Aim of the task
The answer should be each line from the entries below that has the word "faucet" in it.

Excerpted data

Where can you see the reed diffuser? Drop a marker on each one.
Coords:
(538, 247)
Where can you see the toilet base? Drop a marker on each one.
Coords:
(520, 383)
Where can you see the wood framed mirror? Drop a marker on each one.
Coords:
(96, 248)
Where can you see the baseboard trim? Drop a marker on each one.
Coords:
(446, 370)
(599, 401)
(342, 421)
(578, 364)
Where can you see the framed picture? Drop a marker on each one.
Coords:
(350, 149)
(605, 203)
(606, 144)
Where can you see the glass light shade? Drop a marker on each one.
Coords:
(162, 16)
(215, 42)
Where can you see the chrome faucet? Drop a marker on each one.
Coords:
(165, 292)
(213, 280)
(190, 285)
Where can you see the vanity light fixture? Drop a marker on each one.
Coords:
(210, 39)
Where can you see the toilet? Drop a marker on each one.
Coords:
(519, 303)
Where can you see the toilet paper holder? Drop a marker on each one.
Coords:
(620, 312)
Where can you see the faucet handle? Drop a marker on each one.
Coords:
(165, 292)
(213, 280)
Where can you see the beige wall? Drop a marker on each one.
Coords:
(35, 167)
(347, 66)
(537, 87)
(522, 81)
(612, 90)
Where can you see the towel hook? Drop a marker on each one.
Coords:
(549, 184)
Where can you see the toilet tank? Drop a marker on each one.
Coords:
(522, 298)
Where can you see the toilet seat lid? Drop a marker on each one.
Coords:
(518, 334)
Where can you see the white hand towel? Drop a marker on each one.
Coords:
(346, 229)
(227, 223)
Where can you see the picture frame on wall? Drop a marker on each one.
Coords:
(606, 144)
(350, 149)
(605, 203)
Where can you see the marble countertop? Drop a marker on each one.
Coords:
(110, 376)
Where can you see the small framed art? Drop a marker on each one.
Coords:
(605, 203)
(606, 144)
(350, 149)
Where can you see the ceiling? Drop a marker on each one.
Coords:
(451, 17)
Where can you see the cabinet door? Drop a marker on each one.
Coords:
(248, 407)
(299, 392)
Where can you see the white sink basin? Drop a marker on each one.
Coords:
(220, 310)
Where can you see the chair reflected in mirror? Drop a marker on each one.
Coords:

Output
Where can you see the chrome faucet? Drop a marker on each one.
Where can you see the faucet handle? Drop a marker on each one.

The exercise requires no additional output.